▸ **Prompt A**
Reproduce the passage on CAPTCHAs word for word, from "If we have to" to "people come along.".
▸ **Prompt B**
According to the passage on CAPTCHAs, what does the acronym CAPTCHA stand for?

▸ **Passage for review**
**********

Will Strip For Food, Money, and Image Recognition
When did the web go all hallucinogenic? Every form that you have to fill in features a box with squiggly random letters, in all the colours of the rainbow, with some sort of trippy 3D fractal landscape in the background. It’s not there because web designers are fanatical about prog-rock album covers, although that may be true. It’s there to check you are human and it’s called a CAPTCHA, which stands for Completely Automated Public Turing test to tell Computers and Humans Apart. Yes, I know that’s a glaring cheat. They must have thought nobody would notice.
The inspiration for CAPTCHAs came from Alan Turing, a British mathematician who designed one of the world’s first computers and whose code-cracking genius helped bring the Second World War to an end. Now his name comes up in a technology that exasperates us with barely decipherable characters to make us prove we are homo sapiens. Disgraceful.
If we have to prove we are human to comment on a blog or get a Hotmail account, it follows that there are non-humans trying to do the same thing. Who are these anti-people? Does their existence prove that we are being visited from other worlds, or that there truly is an abominable snowman? Well, sadly not. They are just computers, known as bots, programmed by plain old humans to send us spam and litter the web with unwelcome advertising. Set up a forum or blog today and the spam-bots will find you long before any real people come along.

**********

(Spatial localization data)
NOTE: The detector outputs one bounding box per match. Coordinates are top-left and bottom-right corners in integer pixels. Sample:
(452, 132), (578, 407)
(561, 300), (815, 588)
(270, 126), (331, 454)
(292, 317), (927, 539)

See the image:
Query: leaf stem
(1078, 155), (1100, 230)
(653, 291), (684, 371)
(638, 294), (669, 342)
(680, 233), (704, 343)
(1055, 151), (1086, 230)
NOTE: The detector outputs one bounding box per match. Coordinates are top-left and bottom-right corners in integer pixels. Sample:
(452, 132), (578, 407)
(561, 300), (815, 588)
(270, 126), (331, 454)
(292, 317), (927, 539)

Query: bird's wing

**********

▸ **Response area A**
If we have to prove we are human to comment on a blog or get a Hotmail account, it follows that there are non-humans trying to do the same thing. Who are these anti-people? Does their existence prove that we are being visited from other worlds, or that there truly is an abominable snowman? Well, sadly not. They are just computers, known as bots, programmed by plain old humans to send us spam and litter the web with unwelcome advertising. Set up a forum or blog today and the spam-bots will find you long before any real people come along.

▸ **Response area B**
Completely Automated Public Turing test to tell Computers and Humans Apart